• Reading passage:
-=-=-=-=-
So why stay on X/Twitter? Only because of those who answer back with clarity and passion, such as Tom Scott and the LBC broadcaster James O’Brien, and many other enlightened souls.

But let’s go back to that broken window.

Those disturbances across the country happened after three girls under the age of 10 were killed at a dance workshop in Southport. They died in an horrific knife attack that left eight more children and two adults seriously injured.

A time for shock and appalled reflection; a time to leave loved ones to grieve and cry over their unimaginable loss, or so a normal person might suppose.

Not so the far-right racists. They seemingly saw this tragedy as an opportunity. What sort of a cruel twister do you have to be to rub your hands and say, oh, this works well for us; to set about spreading false rumours about the identity of the attacker – to even invent a Muslim-sounding name, complete with dark hints that he’d just arrived in a small boat.

Nigel Farage, as ever, was mealy-mouthing his way round the fringes, releasing a video about the killings in which he questioned whether the truth about the attacker was “being withheld from us” by the police.

A disgraceful act from a serving MP, as that is what he now is, but typical of his gruesome nudge-nudge political circus act.
-=-=-=-=-
• Items:

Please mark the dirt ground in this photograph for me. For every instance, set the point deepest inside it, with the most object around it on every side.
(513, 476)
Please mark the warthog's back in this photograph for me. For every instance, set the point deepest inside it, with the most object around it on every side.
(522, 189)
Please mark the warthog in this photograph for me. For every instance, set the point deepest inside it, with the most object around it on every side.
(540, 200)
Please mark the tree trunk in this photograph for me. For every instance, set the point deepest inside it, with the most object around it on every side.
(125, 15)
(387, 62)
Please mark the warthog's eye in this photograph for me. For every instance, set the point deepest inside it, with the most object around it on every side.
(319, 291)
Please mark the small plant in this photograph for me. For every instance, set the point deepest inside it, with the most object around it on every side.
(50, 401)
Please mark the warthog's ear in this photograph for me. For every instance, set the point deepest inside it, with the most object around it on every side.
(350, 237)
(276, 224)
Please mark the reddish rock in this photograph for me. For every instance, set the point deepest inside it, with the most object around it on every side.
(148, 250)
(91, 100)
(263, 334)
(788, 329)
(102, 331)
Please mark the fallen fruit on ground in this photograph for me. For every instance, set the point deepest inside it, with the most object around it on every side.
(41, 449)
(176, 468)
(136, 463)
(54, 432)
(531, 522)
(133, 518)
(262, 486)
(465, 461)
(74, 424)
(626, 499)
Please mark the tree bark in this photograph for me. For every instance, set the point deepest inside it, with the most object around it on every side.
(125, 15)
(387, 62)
-=-=-=-=-
• What you should do: Continue the opinion piece on the unrest after the Southport killings, starting right after its final sentence.

• Solved problem:
Southport, a strong community town, should have been left to mourn its unimaginable loss. Instead far-right racist thugs travelled there for the day to riot and wreck the place, doing much damage and attacking the mosque.

All of this orchestrated anger has, absurdly, been blamed by some on Sir Keir Starmer, prime minister for four weeks. Glance over your shoulder instead at 14 years of Conservative rule; all that time spent going on endlessly about migration and small boats, while only making the situation worse.

Look, too, at how the Tories targeted ‘outsiders’ and exercised their obsession with Islamic extremists yet refused to heed warnings about far-right extremism.

Starmer has been careful with his words, but that hasn’t stopped a background chant that he is against white working people.

Such crackpot ideas run alongside conspiracy theories that far-right ‘protesters’ (sorry, racist thugs) are treated more harshly because they are white and right-wing.

This is the “two-tier policing” urban myth, another bit of truth twisting that ignores inconvenient evidence, such as the harsh treatment of environmental protesters.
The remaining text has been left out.